> _DATA_
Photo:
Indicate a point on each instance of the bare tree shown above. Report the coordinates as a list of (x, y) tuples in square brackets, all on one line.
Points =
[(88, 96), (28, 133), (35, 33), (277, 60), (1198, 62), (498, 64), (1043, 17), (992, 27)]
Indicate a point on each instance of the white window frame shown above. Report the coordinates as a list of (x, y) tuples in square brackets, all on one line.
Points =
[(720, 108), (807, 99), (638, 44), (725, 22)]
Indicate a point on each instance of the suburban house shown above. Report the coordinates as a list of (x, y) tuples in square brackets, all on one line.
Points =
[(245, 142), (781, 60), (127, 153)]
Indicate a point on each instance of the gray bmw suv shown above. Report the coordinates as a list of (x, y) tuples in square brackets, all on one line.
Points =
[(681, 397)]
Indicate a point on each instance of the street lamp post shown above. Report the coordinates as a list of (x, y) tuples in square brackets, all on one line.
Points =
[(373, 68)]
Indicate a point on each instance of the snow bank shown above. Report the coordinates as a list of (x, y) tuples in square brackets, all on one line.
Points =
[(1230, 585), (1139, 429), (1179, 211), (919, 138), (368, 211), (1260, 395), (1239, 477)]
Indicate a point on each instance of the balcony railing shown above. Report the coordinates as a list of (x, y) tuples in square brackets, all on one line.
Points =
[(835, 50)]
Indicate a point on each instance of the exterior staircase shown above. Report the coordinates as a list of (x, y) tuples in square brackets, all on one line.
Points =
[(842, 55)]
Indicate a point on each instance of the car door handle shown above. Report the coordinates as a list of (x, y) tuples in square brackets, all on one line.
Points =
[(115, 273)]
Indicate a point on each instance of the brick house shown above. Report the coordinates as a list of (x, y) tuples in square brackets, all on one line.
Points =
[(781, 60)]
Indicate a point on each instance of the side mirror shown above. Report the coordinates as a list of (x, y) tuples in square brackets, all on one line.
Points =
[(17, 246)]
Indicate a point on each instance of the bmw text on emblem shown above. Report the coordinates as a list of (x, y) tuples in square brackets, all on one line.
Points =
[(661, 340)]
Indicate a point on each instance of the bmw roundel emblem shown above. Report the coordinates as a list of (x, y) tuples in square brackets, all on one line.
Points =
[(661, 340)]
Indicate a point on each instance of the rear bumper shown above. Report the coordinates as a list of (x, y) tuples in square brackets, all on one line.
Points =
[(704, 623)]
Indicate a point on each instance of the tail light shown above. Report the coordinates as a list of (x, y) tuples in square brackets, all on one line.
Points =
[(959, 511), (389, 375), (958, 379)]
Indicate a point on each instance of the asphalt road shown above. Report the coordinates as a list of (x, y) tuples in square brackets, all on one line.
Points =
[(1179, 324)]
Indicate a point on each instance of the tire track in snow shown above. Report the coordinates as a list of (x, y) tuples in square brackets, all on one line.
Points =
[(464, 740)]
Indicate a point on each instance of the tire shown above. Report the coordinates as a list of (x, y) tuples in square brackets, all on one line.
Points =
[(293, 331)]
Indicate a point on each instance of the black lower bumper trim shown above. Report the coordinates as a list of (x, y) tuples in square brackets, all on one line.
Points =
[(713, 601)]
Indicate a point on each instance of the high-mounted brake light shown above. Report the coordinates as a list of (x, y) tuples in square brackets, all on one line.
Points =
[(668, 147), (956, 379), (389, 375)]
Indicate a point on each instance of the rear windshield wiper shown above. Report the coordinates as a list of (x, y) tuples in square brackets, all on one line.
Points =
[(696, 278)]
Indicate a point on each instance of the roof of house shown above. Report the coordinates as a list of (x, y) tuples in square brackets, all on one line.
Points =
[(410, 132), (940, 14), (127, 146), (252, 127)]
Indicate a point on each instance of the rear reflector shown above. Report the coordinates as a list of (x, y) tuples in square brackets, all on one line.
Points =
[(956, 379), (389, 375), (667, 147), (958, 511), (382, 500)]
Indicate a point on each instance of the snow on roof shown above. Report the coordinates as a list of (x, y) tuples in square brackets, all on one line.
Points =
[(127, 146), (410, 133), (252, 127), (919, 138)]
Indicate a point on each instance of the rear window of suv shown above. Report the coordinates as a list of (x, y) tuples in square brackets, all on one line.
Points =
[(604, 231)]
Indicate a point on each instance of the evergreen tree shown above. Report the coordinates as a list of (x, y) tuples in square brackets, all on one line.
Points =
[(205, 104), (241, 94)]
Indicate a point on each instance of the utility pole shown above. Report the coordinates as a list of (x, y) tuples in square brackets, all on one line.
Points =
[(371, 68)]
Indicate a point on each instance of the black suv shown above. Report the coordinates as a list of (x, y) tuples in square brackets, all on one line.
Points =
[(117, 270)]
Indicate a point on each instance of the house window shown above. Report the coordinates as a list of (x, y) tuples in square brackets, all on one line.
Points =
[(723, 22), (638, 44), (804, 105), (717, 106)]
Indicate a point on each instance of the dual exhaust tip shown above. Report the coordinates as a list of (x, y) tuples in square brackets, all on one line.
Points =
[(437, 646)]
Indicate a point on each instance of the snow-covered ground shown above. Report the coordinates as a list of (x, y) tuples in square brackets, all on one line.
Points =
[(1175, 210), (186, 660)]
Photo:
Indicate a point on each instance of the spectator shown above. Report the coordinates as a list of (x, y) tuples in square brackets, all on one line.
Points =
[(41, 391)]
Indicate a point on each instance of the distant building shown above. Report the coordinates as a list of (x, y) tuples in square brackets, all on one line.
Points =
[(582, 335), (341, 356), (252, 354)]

> _PROBLEM TO WORK ON_
An acceptable answer repeats every entry exactly, with nothing omitted.

> _THE COMPLETED TASK_
Photo:
Indicate a point on each instance of the bare tree shown above. Report the coordinates as a list of (x, y) tuples in square brackets, all on one line.
Points =
[(88, 96), (28, 133), (35, 33), (277, 60), (1198, 62), (498, 64), (1043, 17), (992, 27)]
Indicate a point on each instance of the white window frame shown above. Report the coordinates as a list of (x, y) tuples in square brackets, all on one line.
Points =
[(720, 108), (807, 99), (638, 44), (725, 22)]
Indicate a point on each instance of the suburban house shown above. Report the coordinates as a list of (x, y) tuples in square brackets, all on one line.
Points =
[(245, 142), (781, 60), (127, 153)]
Indicate a point on each instance of the gray bmw suv shown above. Report the coordinates as a list of (x, y) tuples in square brackets, all on one line.
Points =
[(681, 397)]
Indicate a point on each instance of the street lamp post shown above. Report the coordinates as a list of (x, y) tuples in square brackets, all on one line.
Points =
[(373, 68)]
Indicate a point on each instance of the snow bank shown above. Report the coordinates as a list of (x, y) tuples in square brackets, all on one line.
Points =
[(1230, 585), (1139, 429), (1179, 211), (919, 138), (368, 211), (1260, 395), (1239, 477)]
Indicate a point on each instance of the balcony railing shown above. Report the coordinates as a list of (x, y) tuples in square brackets, all on one line.
Points =
[(835, 50)]
Indicate a point on each instance of the exterior staircase shown above. Report the coordinates as a list of (x, y) tuples in square brackets, all on one line.
Points =
[(842, 55)]
Indicate a point on each instance of the car door handle shown above. Report the coordinates as a list of (x, y) tuples in square brackets, all on one line.
Points =
[(115, 273)]
Indicate a point on each instance of the brick house shown above. Report the coordinates as a list of (x, y) tuples in square brackets, all on one line.
Points =
[(781, 60)]
Indicate a point on each instance of the side mirror shown above. Report the coordinates as a list of (x, y) tuples in square brackets, all on one line.
Points =
[(17, 246)]
Indicate a point on each instance of the bmw text on emblem shown above. Report the coordinates as a list of (x, y) tuples in square brackets, all on one line.
Points =
[(661, 340)]
Indicate a point on each instance of the bmw roundel emblem shown above. Report the coordinates as a list of (x, y) tuples in square brackets, all on one line.
Points =
[(661, 340)]
Indicate a point on each instance of the rear bumper shown above. Report the coordinates as a list of (x, y) tuples in square brackets, all on one line.
Points =
[(704, 623)]
Indicate a point on each instance of the tail light shown above. Report the coordinates as a list of (x, y) tuples in square brackets, all on one line.
Points =
[(959, 511), (389, 375), (958, 379)]
Indicate a point on each instance of the asphalt road shown above. Report the coordinates as a list of (x, y) tuples in square brackets, all on one line.
Points =
[(1179, 324)]
Indicate a point on each instance of the tire track in snow shown above. Report the coordinates as a list of (x, y) tuples in square brackets, all on one line.
Points =
[(464, 740)]
Indicate a point on each instance of the tire shown above. Report the coordinates as a list of (x, y) tuples in square brackets, all on one line.
Points =
[(293, 331)]
Indicate a point on each instance of the black lower bumper trim shown above. Report the coordinates as a list of (x, y) tuples in square brackets, all on one line.
Points =
[(713, 601)]
Indicate a point on each instance of the high-mounted brake light shown above. Report the coordinates as a list of (x, y) tuples in square brackets, all on one line.
Points =
[(668, 147), (956, 379), (389, 375)]
Indicate a point on each instance of the rear windshield wiper shown above. Report the coordinates as a list of (x, y) tuples in square brackets, all on one line.
Points =
[(696, 278)]
Indicate a point on each instance of the roof of house shown above. Report the coordinates as a list of (x, y) tuples in square brackets, all on one line.
Points =
[(410, 132), (940, 14), (127, 146), (252, 127)]
Indicate a point on each instance of the rear reflector shown above. Report the coordinates as a list of (x, y) tuples in square brackets, all on one line.
Points =
[(956, 379), (389, 375), (667, 147), (958, 511), (382, 500)]
Indicate a point on each instance of the snow on roof shown above. Report the coordinates as a list of (x, y) tuples in square brackets, all on one line.
Points =
[(127, 146), (410, 133), (252, 127), (919, 138)]
Indicate a point on each instance of the rear window of suv shown above. Report the coordinates as a list of (x, y) tuples in square brackets, all on one line.
Points =
[(604, 231)]
Indicate a point on each instance of the evergreen tree shown above. Report the coordinates as a list of (x, y) tuples in square brackets, all on one line.
Points =
[(205, 104), (241, 94)]
Indicate a point on each instance of the utility pole shown above. Report the coordinates as a list of (x, y) tuples in square brackets, all on one line.
Points =
[(371, 68)]
Indicate a point on each instance of the black suv shown above. Report the coordinates as a list of (x, y) tuples in square brackets, all on one line.
Points =
[(117, 270)]
Indicate a point on each instance of the house window shown above. Report the coordinates as a list of (x, y) tuples in square brackets, all on one line.
Points =
[(723, 22), (638, 44), (804, 105), (717, 106)]
Indicate a point on each instance of the dual exhaust tip shown above. Report the coordinates as a list of (x, y) tuples in square brackets, all on one line.
Points =
[(437, 646)]
Indicate a point on each instance of the snow-covered ground shown above. Report the coordinates as a list of (x, y) tuples in square brackets, all on one line.
Points =
[(1175, 210), (186, 660)]
Photo:
Indicate a point on each instance of the spectator shown above. Report the coordinates as a list of (x, y) tuples in square brackets, all on one line.
Points =
[(41, 391)]
Indicate a point on each instance of the distant building shown above. Report the coordinates as a list of (x, y) tuples in square brackets, all on one line.
Points =
[(582, 335), (341, 356), (252, 354)]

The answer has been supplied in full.